→ Provided text:
• • •

Paul Best did not respond to this email:
Dear Paul Best,
Re your story just published https://www.foxnews.com/world/vladimir-putin-will-only-escalate-ukraine-war-sees-conflict-existential-russia-expert-says
May I point out some documented errors. I trust you will make corrections. Or show me the evidence on which your statements are based. (“Browder says so” is not evidence!)
“before Putin expelled him in 2005….
- Browder was expelled for failing to pay $40mil in taxes. I doubt Putin dealt with such issues. Browder is making himself more important than he was.
“clashing with oligarchs and other Russian officials who he believed were taking advantage of the lawlessness of the “Wild East.”
- If you read my article about how Browder and colleagues scammed the Russian titanium company Avisma, you will see he was part of the lawlessness. https://100r.org/2014/05/russian-sanctions-highlight-role-of-western-enablers/
Russian President Vladimir Putin blacklisted Browder in 2005, expelling him from Russia and sending his cronies to seize the assets of Browder’s fund.
- Again he was expelled for failing to pay $40mil in taxes. That didn’t get to Putin’s desk.
A picture taken Dec. 7, 2012, shows a close view of Russian lawyer Sergei Magnitsky’s portrait on the lawyer’s tomb at the Preobrazhenskoye cemetery in Moscow.

• • •

→ Exercises to complete:
- A) In the email to Paul Best, what reason is given for Browder's expulsion from Russia?
- B) Repeat the email to Paul Best verbatim from "A picture taken" to "cemetery in Moscow.".
- C) Pick up the email to Paul Best after its final line and keep writing it.

→ Data entries:
• • •

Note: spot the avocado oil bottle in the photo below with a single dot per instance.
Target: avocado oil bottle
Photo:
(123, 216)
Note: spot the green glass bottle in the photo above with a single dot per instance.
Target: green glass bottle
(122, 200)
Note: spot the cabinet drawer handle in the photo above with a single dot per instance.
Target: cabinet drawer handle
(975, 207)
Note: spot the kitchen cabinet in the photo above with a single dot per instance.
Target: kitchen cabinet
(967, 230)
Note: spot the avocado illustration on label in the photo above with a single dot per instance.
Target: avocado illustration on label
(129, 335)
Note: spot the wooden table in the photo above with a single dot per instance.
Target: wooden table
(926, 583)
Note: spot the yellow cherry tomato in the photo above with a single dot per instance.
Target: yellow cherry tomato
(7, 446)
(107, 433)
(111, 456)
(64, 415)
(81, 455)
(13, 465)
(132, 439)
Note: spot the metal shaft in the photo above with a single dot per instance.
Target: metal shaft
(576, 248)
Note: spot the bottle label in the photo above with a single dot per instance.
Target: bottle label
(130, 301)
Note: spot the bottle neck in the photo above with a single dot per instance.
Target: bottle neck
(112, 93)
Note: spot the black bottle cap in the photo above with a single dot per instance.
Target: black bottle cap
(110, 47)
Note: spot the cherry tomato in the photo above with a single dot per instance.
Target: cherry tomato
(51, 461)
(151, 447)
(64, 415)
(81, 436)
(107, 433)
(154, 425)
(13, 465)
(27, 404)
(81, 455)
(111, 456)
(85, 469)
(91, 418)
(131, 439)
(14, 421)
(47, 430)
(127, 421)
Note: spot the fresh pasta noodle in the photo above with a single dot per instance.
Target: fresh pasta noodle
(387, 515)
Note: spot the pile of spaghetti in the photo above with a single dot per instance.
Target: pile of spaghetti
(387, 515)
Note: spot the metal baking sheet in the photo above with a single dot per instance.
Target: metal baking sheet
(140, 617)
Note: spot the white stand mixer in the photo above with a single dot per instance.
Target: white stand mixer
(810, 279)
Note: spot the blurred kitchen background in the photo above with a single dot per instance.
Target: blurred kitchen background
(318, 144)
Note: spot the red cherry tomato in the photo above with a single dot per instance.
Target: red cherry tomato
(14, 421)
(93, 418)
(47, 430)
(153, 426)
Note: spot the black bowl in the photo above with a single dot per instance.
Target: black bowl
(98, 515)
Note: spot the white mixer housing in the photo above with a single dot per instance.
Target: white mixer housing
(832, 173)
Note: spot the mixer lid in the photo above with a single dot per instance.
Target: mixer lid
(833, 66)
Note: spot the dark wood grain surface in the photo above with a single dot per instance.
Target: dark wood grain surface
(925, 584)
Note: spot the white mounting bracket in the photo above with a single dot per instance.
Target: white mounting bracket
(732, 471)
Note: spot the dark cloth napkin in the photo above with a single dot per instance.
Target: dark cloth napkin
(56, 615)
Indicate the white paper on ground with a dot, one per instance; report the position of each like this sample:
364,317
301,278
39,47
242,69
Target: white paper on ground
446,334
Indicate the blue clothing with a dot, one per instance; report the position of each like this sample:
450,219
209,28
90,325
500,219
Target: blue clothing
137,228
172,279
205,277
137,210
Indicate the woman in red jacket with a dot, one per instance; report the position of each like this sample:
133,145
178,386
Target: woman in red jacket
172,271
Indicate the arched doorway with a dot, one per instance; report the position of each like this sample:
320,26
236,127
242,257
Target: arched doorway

• • •

→ Final answers:
- A) He was expelled for failing to pay $40 million in taxes.

- B)
A picture taken Dec. 7, 2012, shows a close view of Russian lawyer Sergei Magnitsky’s portrait on the lawyer’s tomb at the Preobrazhenskoye cemetery in Moscow.

- C)
Magnitsky was not a lawyer but an accountant who worked for Firestone Duncan and handled Browder’s Hermitage account. Documentation here https://bit.ly/3fD8lan Including link to Browder’s deposition where he admits Magnitsky didn’t go to law school, have a law degree or a law license. See Magnitsky’s interrogations where he is identified as an auditor with Firestone Duncan. Including in 2006, the year before the theft of the Russian Treasury funds.
Why does Browder insist he was a lawyer hired in 2007. Because he wants to cover up the fact that tax authorities had been investigating Magnitsky since about 2002 and 3 for involvement in a tax scam in Kalmykia, a department of Russia that allowed companies to cut their taxes in half if 50% of their employees were disabled. Magnitsky paid off some local workers to pretend they were disabled workers at Browder’s shell companies. And he cut $40mil off his taxes. Browder admitted this in his deposition and said “everyone did it.” Which was not true.
“Browder evacuated his staff, liquidated the fund’s holdings and hired a team of attorneys who would eventually accuse Interior Ministry officials of working with criminals to orchestrate a $230 million tax rebate fraud.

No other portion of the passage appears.